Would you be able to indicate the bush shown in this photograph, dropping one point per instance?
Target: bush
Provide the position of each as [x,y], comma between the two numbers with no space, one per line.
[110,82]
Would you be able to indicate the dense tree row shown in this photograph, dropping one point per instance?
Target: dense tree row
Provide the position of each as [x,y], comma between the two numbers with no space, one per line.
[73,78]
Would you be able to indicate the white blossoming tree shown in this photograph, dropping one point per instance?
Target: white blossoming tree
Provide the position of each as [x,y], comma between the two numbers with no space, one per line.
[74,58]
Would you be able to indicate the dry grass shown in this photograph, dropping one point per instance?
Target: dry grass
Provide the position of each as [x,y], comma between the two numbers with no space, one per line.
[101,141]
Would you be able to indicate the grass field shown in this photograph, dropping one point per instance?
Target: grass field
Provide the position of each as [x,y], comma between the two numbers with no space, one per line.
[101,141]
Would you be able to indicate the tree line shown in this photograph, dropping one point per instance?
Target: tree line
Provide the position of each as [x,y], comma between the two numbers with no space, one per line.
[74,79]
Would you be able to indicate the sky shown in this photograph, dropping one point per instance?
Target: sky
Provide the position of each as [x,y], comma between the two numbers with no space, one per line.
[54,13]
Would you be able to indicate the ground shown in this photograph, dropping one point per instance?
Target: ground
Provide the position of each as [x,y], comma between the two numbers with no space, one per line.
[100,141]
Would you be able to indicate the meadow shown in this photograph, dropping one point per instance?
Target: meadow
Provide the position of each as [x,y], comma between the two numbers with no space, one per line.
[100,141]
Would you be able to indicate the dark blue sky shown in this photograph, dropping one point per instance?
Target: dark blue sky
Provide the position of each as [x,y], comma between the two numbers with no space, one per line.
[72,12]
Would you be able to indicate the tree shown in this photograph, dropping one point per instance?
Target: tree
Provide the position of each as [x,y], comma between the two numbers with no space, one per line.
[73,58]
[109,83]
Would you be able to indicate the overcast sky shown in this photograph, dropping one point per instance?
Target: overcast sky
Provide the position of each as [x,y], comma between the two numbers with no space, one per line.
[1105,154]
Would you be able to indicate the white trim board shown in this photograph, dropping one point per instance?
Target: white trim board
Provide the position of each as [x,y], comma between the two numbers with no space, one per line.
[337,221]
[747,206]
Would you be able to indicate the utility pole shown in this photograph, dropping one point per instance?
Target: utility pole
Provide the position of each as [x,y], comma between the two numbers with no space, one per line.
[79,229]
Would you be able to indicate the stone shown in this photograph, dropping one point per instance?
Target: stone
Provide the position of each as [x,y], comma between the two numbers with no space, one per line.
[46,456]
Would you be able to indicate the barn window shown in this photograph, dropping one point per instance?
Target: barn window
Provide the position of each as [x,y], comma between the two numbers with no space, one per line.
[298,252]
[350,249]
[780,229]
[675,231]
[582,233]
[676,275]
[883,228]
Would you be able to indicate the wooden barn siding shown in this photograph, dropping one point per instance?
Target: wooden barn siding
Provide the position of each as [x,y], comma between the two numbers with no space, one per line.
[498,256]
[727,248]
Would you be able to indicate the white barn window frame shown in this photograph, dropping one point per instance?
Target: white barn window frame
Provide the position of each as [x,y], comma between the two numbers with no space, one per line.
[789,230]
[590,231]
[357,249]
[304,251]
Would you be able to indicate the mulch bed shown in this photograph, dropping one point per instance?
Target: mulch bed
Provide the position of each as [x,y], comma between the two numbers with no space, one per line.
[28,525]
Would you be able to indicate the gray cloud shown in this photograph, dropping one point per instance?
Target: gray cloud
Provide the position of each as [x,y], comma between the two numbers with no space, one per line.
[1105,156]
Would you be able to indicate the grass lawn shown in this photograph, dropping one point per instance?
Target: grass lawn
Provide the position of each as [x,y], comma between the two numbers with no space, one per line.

□ □ □ □ □

Action item
Take from the material above the lines running from the one with "Would you be able to indicate the white trim" through the one with "Target: white barn window frame", and repeat them exactly, with nothing else.

Task solution
Would you be able to indicate the white trim board shown in this photograph, dropping one point per instance?
Target: white trim board
Provide the position of each as [x,y], comma between the two numbers with no space, one per line.
[337,221]
[747,206]
Would you be able to indicate the utility pole shown in this photograph, dropping one point per instance?
Target: utility pole
Provide the position of each as [x,y], comma between the two numbers with no space, one per line.
[79,229]
Would you be able to indicate the stone shown in this photograph, dropping one point per instance?
Target: stone
Provide the position of each as [x,y], comma between the two numbers with no space, one per line.
[46,456]
Would you be able to indicate the barn window shown in this photograph, dropping one point per instance?
Target: barn window
Provide the position of each as [x,y], comma between the two numbers with no space, one per line.
[298,252]
[350,249]
[780,229]
[675,231]
[582,233]
[676,275]
[883,228]
Would you be able to indicate the wooden barn siding shown in this photograph, dropping one point per instance?
Target: wooden barn siding
Provide the position of each as [x,y], comma between the two numbers with no space, one per line.
[498,256]
[727,248]
Would you be able to indicate the white barn window frame shown in this photograph, dropping one point per instance?
Target: white barn window frame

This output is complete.